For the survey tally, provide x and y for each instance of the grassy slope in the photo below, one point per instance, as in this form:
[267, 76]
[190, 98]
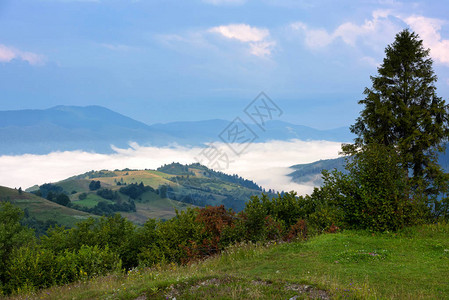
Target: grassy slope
[150, 206]
[42, 209]
[413, 264]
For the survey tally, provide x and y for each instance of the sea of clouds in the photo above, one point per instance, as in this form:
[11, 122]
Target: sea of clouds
[265, 163]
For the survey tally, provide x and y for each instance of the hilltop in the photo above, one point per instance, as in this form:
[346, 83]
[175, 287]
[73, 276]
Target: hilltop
[142, 194]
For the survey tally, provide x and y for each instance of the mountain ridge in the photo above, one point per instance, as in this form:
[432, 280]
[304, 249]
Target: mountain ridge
[95, 128]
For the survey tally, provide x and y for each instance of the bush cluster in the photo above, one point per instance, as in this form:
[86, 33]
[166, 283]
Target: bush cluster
[107, 244]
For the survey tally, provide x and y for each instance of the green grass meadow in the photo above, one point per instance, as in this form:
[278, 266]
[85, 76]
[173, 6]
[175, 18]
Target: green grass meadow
[411, 264]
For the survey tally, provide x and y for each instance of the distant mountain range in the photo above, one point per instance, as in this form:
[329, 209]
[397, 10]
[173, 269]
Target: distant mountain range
[311, 173]
[95, 129]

Work to complete :: Could you print the listing above word for word, without its pictures?

Task result ::
For the survey tally, provide x and y for each instance of the grassy slope in the photo below, one point per instance, as in this form:
[267, 76]
[190, 98]
Target: grassy slope
[150, 206]
[42, 209]
[413, 264]
For the survey tally, provide x and y for each instance of the sea of clouds in the photo above, one point per instance, as in this form:
[11, 122]
Target: sea of clouds
[265, 163]
For the survey tally, provide x and y for each instance of the hilltop in the photo above, one point per instance, as in this form:
[346, 83]
[175, 287]
[73, 276]
Target: hilltop
[142, 194]
For the survey tally, provide x and y for each instance of the mountain ridge in the photo above, one point per instance, as in this form:
[432, 280]
[304, 249]
Target: mountain ridge
[95, 128]
For the survey tally, provide x and y for each instance of the bush cluster in the photo above, one point per instance, as in this form:
[86, 33]
[166, 283]
Target: bush cluster
[107, 244]
For the survey tally, provide x and y for each instance of the green grass meadow in the photo above, one point per instance, as in this form:
[278, 266]
[85, 76]
[173, 6]
[175, 18]
Target: green grass meadow
[411, 264]
For the survey tally, provide x and y for each instance of the distant mountain range in the photo above, one point per instance, as in this form:
[329, 209]
[397, 10]
[173, 269]
Target: distant mountain range
[311, 173]
[95, 129]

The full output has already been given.